**Task:** Copy out word for word the part of the records that opens with the line containing "Please spot the glass base" and runs through the end of the records.
[Begin]
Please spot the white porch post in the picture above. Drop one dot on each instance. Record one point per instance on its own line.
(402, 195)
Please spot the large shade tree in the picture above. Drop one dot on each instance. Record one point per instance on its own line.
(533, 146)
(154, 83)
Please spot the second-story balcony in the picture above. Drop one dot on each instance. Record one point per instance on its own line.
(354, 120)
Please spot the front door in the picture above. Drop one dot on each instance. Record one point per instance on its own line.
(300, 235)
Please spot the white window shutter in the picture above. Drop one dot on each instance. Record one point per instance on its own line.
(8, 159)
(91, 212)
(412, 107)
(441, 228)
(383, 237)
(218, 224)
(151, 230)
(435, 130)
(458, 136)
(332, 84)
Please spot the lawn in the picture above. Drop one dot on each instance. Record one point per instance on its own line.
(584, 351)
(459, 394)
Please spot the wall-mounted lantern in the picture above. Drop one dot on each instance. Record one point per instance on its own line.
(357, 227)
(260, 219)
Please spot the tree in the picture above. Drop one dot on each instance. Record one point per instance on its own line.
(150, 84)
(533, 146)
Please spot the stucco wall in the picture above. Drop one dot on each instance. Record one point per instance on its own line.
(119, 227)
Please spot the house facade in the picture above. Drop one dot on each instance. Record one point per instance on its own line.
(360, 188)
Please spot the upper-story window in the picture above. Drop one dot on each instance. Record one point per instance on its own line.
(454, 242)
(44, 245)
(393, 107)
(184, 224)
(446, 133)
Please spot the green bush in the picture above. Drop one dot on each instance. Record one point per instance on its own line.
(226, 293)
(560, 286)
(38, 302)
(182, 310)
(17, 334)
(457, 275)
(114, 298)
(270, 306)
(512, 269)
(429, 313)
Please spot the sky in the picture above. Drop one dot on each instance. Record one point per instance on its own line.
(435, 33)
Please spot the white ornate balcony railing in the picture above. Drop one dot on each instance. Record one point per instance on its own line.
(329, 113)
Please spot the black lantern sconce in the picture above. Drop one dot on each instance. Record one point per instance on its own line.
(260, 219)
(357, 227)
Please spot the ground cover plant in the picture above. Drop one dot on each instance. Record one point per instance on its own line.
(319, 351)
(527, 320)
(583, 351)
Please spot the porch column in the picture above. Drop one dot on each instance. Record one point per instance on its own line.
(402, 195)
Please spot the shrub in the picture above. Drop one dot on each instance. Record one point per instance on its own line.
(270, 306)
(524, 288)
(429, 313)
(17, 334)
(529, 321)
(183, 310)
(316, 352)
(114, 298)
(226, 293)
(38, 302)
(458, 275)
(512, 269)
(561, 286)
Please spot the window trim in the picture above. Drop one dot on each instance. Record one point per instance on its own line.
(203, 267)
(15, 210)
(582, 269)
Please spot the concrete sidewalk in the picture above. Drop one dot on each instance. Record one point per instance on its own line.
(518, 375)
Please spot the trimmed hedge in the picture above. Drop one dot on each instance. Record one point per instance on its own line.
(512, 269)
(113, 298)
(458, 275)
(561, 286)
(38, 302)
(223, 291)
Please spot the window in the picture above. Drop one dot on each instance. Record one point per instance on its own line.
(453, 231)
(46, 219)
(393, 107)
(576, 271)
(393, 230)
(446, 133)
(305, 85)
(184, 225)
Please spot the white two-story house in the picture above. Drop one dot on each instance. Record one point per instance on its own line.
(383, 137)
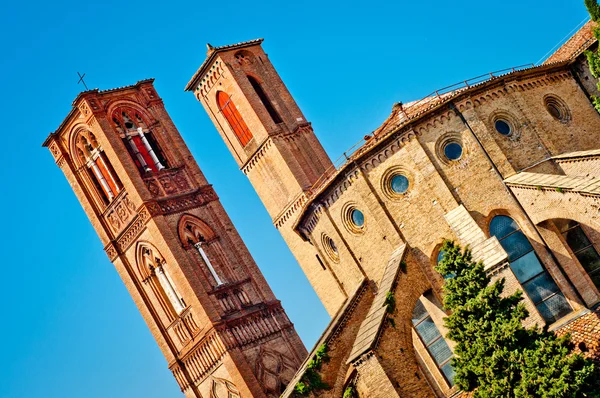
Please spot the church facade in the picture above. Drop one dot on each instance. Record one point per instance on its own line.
(213, 315)
(508, 165)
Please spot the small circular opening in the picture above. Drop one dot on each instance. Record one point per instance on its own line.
(358, 218)
(555, 111)
(503, 127)
(453, 151)
(399, 183)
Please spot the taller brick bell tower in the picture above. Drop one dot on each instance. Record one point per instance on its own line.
(221, 329)
(272, 142)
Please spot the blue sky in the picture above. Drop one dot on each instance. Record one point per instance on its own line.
(69, 327)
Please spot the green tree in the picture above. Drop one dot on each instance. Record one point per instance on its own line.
(495, 356)
(593, 56)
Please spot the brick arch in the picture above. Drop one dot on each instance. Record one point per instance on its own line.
(142, 251)
(145, 259)
(132, 109)
(192, 228)
(235, 120)
(501, 212)
(117, 106)
(221, 388)
(78, 132)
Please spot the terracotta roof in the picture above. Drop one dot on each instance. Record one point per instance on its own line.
(212, 54)
(576, 44)
(412, 113)
(369, 329)
(579, 154)
(589, 185)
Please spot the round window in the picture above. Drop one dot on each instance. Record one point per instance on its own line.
(503, 127)
(557, 109)
(441, 256)
(330, 248)
(358, 218)
(453, 151)
(399, 183)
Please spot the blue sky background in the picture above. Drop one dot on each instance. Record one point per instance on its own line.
(69, 328)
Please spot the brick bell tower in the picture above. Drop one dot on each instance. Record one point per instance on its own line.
(260, 122)
(221, 329)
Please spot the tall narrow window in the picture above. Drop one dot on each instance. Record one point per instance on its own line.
(527, 267)
(433, 340)
(582, 247)
(193, 231)
(101, 172)
(230, 112)
(265, 100)
(139, 141)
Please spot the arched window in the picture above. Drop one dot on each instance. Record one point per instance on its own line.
(100, 170)
(196, 233)
(433, 340)
(527, 267)
(582, 247)
(151, 268)
(230, 112)
(139, 141)
(265, 100)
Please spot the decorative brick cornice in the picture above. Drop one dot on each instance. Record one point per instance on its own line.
(290, 210)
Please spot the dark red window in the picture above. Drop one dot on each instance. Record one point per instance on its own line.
(230, 112)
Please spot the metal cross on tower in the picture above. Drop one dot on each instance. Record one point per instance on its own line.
(81, 80)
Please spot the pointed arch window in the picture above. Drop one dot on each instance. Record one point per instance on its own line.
(527, 267)
(101, 172)
(152, 270)
(139, 141)
(230, 112)
(582, 247)
(433, 340)
(196, 233)
(265, 100)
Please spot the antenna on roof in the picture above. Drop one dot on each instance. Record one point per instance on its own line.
(82, 81)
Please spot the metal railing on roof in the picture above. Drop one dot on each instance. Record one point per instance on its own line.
(433, 98)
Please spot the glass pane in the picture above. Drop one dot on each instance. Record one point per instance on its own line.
(427, 331)
(589, 259)
(595, 276)
(419, 312)
(540, 287)
(516, 245)
(440, 351)
(554, 308)
(453, 151)
(441, 256)
(358, 218)
(576, 239)
(502, 226)
(502, 127)
(526, 267)
(448, 371)
(399, 183)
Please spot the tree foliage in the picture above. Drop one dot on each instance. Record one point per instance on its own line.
(311, 379)
(592, 56)
(495, 355)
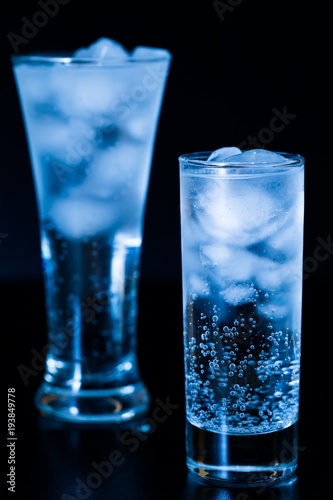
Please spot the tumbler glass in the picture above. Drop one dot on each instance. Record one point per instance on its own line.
(242, 241)
(91, 125)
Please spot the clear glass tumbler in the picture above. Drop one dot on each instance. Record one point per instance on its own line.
(91, 125)
(242, 242)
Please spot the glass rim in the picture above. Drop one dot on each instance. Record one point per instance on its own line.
(196, 164)
(67, 58)
(199, 159)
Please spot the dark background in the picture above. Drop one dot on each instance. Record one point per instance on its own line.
(232, 68)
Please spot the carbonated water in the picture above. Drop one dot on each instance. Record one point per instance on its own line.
(91, 119)
(242, 283)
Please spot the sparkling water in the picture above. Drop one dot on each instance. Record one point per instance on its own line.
(242, 282)
(91, 120)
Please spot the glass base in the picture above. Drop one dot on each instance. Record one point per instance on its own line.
(116, 405)
(242, 460)
(241, 476)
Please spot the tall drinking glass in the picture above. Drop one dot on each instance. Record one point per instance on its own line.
(242, 240)
(91, 126)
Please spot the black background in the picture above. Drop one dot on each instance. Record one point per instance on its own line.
(230, 71)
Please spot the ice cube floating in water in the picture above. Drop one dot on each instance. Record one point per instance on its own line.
(253, 157)
(105, 48)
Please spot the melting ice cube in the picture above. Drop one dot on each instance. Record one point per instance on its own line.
(223, 153)
(260, 157)
(103, 48)
(141, 52)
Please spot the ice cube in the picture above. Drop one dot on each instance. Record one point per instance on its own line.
[End]
**Worked solution:**
Please spot the glass base in the picture above. Drop one dot on each instance. Record one point per instance on its own line.
(116, 405)
(242, 460)
(241, 476)
Please spot the tall drinking glass in the picture above. Drop one dot on each instance. Record one point per instance on its own line.
(242, 240)
(91, 126)
Please spot the black background in the picture above. Drop one dot on each instance. Record one point per instance on its own line.
(230, 71)
Please spot the ice cube floating in water in the picture above. Drop one dot on each instance. Record one point per instance on its own line.
(253, 157)
(105, 48)
Please spot the melting ice cube in the picture above. Drop one dot on each instance. Record one point per instance on its own line.
(223, 153)
(260, 157)
(103, 48)
(141, 52)
Please spot the ice cube in the picture above. Drop one dot on each instance. Record one point per instance on its own line.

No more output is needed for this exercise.